Photo-based referring expression data
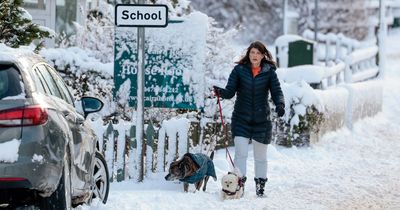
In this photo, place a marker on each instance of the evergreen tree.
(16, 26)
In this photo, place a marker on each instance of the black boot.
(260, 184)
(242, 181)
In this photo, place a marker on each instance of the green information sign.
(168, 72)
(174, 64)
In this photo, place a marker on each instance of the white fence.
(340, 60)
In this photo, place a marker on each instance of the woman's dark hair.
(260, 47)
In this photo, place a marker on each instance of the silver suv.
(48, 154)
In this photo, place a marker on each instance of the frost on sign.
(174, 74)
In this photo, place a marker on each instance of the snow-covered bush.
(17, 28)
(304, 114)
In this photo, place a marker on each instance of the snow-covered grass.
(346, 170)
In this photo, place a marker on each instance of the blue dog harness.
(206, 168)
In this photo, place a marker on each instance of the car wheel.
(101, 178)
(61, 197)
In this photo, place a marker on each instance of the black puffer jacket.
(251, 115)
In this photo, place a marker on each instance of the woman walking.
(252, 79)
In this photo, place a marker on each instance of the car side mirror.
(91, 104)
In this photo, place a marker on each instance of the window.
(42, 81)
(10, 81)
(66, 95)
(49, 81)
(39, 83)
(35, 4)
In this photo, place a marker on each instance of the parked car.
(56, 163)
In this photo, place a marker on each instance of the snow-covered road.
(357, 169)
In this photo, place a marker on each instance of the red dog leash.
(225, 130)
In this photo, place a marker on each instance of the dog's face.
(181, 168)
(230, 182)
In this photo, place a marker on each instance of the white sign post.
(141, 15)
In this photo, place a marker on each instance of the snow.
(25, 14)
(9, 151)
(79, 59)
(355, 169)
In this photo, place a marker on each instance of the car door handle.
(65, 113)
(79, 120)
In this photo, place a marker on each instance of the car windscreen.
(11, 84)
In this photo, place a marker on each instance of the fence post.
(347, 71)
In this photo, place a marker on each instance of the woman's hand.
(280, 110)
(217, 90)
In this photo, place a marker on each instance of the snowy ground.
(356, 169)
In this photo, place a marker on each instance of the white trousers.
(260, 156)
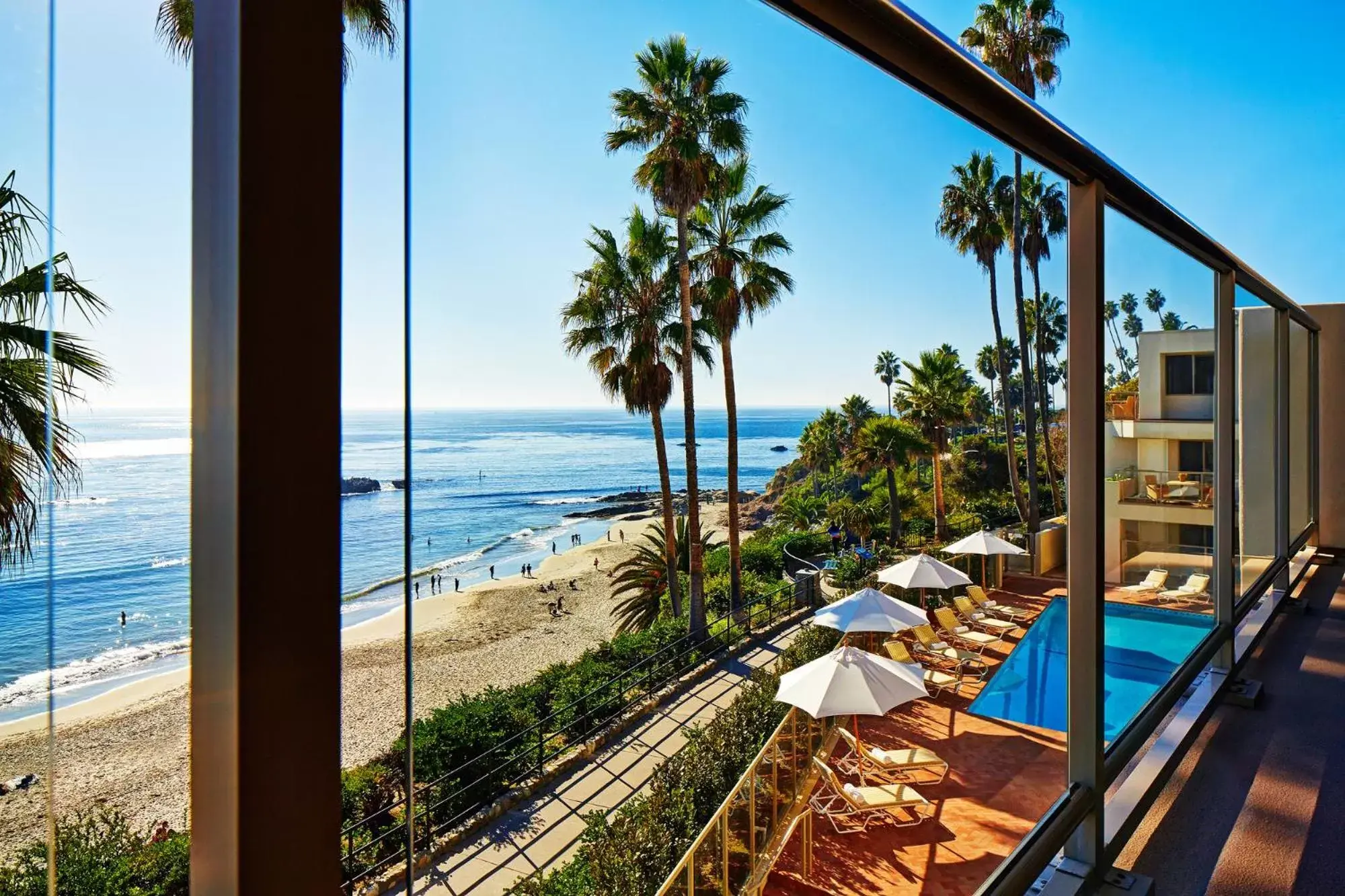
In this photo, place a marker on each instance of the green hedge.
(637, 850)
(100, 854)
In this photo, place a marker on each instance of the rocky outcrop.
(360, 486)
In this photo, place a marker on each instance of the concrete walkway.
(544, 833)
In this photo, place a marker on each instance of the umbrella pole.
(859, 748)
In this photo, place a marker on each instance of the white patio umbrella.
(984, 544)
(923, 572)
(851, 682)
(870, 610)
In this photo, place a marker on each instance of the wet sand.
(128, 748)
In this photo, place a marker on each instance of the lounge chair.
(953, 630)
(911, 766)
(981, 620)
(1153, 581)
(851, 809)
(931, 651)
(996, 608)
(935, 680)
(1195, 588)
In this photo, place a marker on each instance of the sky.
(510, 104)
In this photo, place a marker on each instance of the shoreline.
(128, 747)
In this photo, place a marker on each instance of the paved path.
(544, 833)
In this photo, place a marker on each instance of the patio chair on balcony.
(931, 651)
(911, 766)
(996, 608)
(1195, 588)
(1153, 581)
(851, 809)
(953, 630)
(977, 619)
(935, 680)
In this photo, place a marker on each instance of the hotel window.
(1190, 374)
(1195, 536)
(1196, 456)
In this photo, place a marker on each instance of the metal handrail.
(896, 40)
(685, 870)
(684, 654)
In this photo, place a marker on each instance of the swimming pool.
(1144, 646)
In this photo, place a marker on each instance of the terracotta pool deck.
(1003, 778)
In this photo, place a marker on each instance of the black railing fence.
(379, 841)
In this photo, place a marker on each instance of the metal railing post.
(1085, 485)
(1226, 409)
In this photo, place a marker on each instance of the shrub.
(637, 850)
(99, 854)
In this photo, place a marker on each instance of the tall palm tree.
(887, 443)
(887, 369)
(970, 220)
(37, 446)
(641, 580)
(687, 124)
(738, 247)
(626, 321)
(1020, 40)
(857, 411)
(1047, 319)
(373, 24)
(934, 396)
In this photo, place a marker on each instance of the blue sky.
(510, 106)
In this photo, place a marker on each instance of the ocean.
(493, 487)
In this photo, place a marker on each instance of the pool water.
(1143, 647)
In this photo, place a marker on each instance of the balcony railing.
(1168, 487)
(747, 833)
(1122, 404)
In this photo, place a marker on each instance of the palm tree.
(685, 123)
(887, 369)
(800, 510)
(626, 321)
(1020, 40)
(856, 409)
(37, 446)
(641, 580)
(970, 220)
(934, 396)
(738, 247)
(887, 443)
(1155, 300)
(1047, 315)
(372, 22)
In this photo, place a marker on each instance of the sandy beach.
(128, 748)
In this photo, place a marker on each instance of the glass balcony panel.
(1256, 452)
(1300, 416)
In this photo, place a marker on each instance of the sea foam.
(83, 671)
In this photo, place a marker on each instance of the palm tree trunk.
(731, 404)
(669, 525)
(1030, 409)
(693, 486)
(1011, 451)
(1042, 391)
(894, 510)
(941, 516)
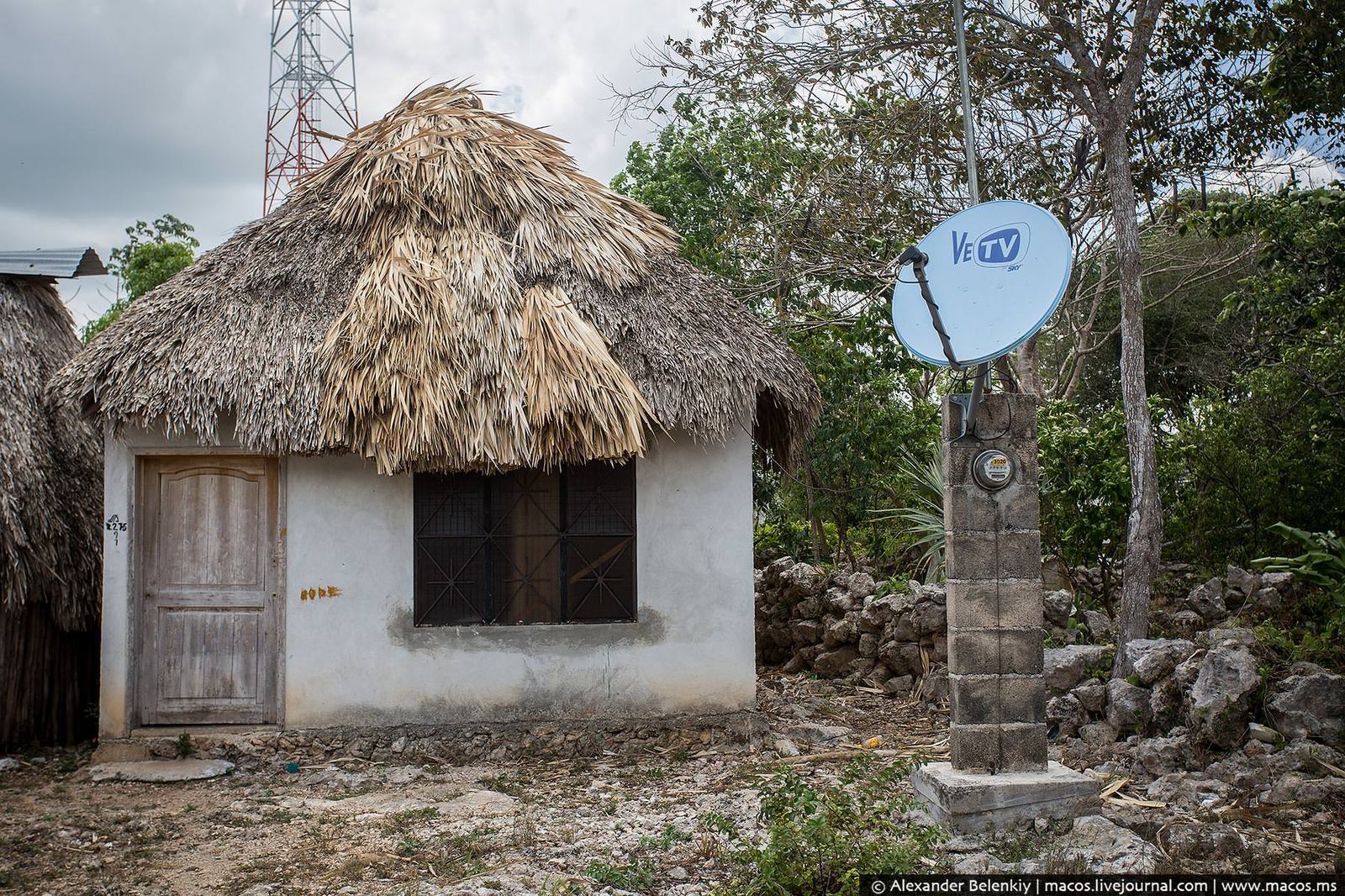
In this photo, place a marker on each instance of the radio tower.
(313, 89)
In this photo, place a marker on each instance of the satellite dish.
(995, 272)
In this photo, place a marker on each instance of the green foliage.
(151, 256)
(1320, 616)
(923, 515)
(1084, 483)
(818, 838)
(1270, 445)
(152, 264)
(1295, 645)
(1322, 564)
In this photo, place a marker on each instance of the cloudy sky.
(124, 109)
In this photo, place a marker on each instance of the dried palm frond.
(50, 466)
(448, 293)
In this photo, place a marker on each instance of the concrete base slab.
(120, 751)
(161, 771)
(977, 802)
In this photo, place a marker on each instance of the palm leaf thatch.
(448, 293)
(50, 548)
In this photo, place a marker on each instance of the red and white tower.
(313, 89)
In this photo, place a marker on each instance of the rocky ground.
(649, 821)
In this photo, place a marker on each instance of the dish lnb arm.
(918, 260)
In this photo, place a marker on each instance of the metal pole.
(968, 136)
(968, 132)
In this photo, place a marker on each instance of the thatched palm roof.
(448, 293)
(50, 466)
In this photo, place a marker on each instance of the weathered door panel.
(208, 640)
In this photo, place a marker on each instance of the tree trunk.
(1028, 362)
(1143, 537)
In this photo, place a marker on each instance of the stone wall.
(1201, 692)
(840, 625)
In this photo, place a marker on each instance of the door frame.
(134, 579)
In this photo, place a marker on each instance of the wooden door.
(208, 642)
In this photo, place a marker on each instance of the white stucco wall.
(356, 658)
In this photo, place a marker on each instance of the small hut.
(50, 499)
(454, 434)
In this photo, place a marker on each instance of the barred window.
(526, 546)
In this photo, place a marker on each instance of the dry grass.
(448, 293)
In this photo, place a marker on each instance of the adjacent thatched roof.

DIRECTIONS FOR THIS TASK >>
Could you please write out the entries exactly as they are, with every picture left out?

ANSWER >>
In this photo, place a marker on each instance of the evergreen tree.
(16, 26)
In this photo, place a marker on each instance of the black boot.
(260, 184)
(242, 181)
In this photo, place a marker on each instance of the green information sign.
(168, 72)
(174, 64)
In this photo, place a marker on each instance of the white fence.
(340, 60)
In this photo, place a marker on each instance of the woman's dark hair.
(260, 47)
In this photo, place a marker on each instance of the silver suv.
(48, 154)
In this photo, place a marker on each instance of the frost on sign.
(174, 74)
In this photo, place a marker on each instance of the snow-covered bush.
(17, 28)
(304, 114)
In this photo, place a marker on each instance of the snow-covered grass.
(346, 170)
In this photo, place a marker on each instance of the blue dog harness.
(206, 168)
In this photo, place a marker on each instance of the car wheel.
(101, 178)
(61, 197)
In this photo, place a marker on each instance of the black puffer jacket.
(251, 115)
In this photo, place a marker on each instance of the woman walking.
(252, 79)
In this photo, place a marker on each instance of the car side mirror.
(91, 104)
In this photo, place a marker on each instance of the window.
(42, 81)
(10, 81)
(66, 95)
(49, 81)
(39, 83)
(35, 4)
In this photo, place a marker on each instance of the parked car.
(56, 163)
In this photo, place a marker on each instance of the snow-covered road.
(357, 169)
In this photo, place a marker on each instance of the red dog leash.
(225, 130)
In this photo, place a marker on each instance of the dog's face.
(181, 168)
(230, 182)
In this photo, place a marker on each instance of the white sign post.
(141, 15)
In this photo, place a marker on each instance of the snow.
(25, 14)
(9, 151)
(79, 59)
(355, 169)
In this photo, place a marker on each instance of the car door handle.
(65, 113)
(79, 120)
In this photo, place a marker on each instance of the car windscreen.
(11, 84)
In this photo, place a marker on each instance of the fence post.
(347, 71)
In this photo, place a marker on each instance of the woman's hand.
(280, 110)
(217, 90)
In this photo, place a marker on each instance of the snowy ground.
(356, 169)
In this photo, place a marker on each instance of the white trousers.
(260, 156)
In this photo, place a marker on each instance of the green hedge.
(637, 850)
(100, 854)
In this photo, place a marker on each instance of the rocky outcrop.
(360, 486)
In this photo, place a marker on each instance of the concrete walkway.
(544, 833)
In this photo, place a marker on each instance of the umbrella pole.
(859, 748)
In this photo, place a marker on each instance of the white patio umbrella.
(984, 544)
(923, 572)
(851, 682)
(870, 610)
In this photo, place a marker on each instance of the wet sand.
(128, 748)
In this photo, place a marker on each instance of the lounge chair.
(953, 630)
(911, 766)
(981, 620)
(1153, 581)
(851, 809)
(931, 651)
(996, 608)
(935, 680)
(1195, 588)
In this photo, place a marker on each instance of the sky.
(510, 104)
In this photo, place a marker on each instance of the shoreline.
(128, 747)
In this photo, place a marker on each instance of the paved path.
(544, 833)
In this photo, place a marker on each instance of the patio chair on balcony.
(931, 651)
(911, 766)
(996, 608)
(1195, 588)
(1153, 581)
(851, 809)
(953, 630)
(977, 619)
(935, 680)
In this photo, place a marker on each instance of the hotel window.
(1190, 374)
(1195, 536)
(1196, 456)
In this photo, place a marker on each instance of the metal handrail.
(896, 40)
(685, 870)
(684, 654)
In this photo, place a marker on each instance of the swimming pool.
(1144, 646)
In this photo, place a marker on each instance of the terracotta pool deck.
(1003, 778)
In this photo, place a marker on each instance of the black railing fence.
(379, 841)
In this photo, place a marker on each instance of the metal railing post.
(1085, 485)
(1226, 409)
In this photo, place a marker on each instance of the shrub.
(637, 850)
(99, 854)
In this photo, place a marker on each instance of the tall palm tree.
(887, 443)
(887, 369)
(970, 220)
(37, 446)
(641, 580)
(687, 124)
(738, 247)
(626, 321)
(1020, 40)
(857, 411)
(1047, 319)
(373, 24)
(934, 396)
In this photo, place a marker on each instance of the blue sky.
(510, 106)
In this photo, place a marker on each instance of the ocean.
(493, 487)
In this photo, place a marker on each instance of the pool water.
(1143, 647)
In this photo, place a marker on each instance of the balcony railing.
(1168, 487)
(747, 833)
(1122, 404)
In this photo, place a marker on each instance of the palm tree.
(685, 123)
(887, 369)
(800, 510)
(626, 321)
(1020, 40)
(856, 409)
(37, 446)
(641, 580)
(970, 220)
(934, 396)
(738, 247)
(887, 443)
(1155, 300)
(1047, 315)
(372, 22)
In this photo, place a marker on each instance of the sandy beach.
(128, 748)
In this photo, place a marker on each instance of the glass balcony panel.
(1256, 452)
(1300, 416)
In this photo, place a marker on each instance of the sea foam.
(83, 671)
In this photo, place a marker on each instance of the palm tree trunk.
(731, 404)
(669, 525)
(1030, 409)
(693, 486)
(1011, 451)
(1042, 391)
(894, 510)
(941, 516)
In this photo, place a marker on each instance of the radio tower.
(313, 89)
In this photo, place a marker on each instance of the satellite dish.
(995, 272)
In this photo, place a marker on each instance of the green foliage.
(151, 256)
(1320, 616)
(923, 515)
(1084, 483)
(818, 838)
(1270, 445)
(152, 264)
(1295, 645)
(1322, 564)
In this photo, place a marker on each instance of the cloudy sky.
(124, 109)
In this photo, place a marker on each instance of the dried palm frond.
(50, 466)
(448, 293)
In this photo, place a marker on each instance of the concrete base slab.
(120, 751)
(161, 771)
(977, 802)
In this photo, place a marker on each instance of the palm leaf thatch.
(448, 293)
(50, 548)
In this photo, place a marker on each instance of the red and white tower.
(313, 89)
In this photo, place a marker on each instance of the rocky ground.
(649, 821)
In this photo, place a marker on each instance of the dish lnb arm.
(918, 260)
In this photo, place a marker on each instance of the metal pole.
(968, 136)
(968, 132)
In this photo, place a marker on each instance of the thatched palm roof.
(448, 293)
(50, 466)
In this photo, place a marker on each instance of the weathered door panel.
(208, 640)
In this photo, place a marker on each instance of the tree trunk.
(1028, 362)
(1143, 537)
In this photo, place a marker on each instance of the stone wall.
(1201, 692)
(840, 625)
In this photo, place a marker on each instance of the door frame.
(134, 579)
In this photo, place a marker on each instance of the wooden door.
(208, 642)
In this photo, place a marker on each instance of the white stucco wall.
(356, 658)
In this photo, place a marker on each instance of the small hut.
(50, 499)
(454, 434)
In this photo, place a marker on each instance of the barred window.
(526, 546)
In this photo, place a marker on each instance of the dry grass.
(448, 293)
In this photo, place a marker on each instance of the adjacent thatched roof.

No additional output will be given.